| Exercise prompt |
Rewrite the records below, changing every "tree branch" to "limb" and keeping everything else the same.

======

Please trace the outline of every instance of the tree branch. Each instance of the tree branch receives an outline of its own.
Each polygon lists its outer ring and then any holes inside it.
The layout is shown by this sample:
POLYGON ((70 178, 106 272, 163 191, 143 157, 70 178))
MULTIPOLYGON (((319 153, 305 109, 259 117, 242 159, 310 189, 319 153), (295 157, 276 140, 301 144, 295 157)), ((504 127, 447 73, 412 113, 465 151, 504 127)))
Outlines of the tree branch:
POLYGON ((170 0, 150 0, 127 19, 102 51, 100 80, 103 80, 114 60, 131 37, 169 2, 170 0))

======

| Answer to the exercise |
Please trace the outline of every instance of the limb. Each instance of the limb receives an outline of its own.
Each polygon lists its outer ring and then any holes inside it.
The layout is shown by this sample:
POLYGON ((70 178, 106 272, 163 191, 143 157, 70 178))
MULTIPOLYGON (((319 153, 305 109, 259 117, 242 159, 310 189, 319 153), (295 157, 276 140, 301 144, 295 157)), ((504 127, 447 73, 412 113, 465 151, 504 127)))
Outlines of the limb:
POLYGON ((170 0, 150 0, 127 19, 102 51, 100 80, 103 80, 114 60, 131 37, 169 2, 170 0))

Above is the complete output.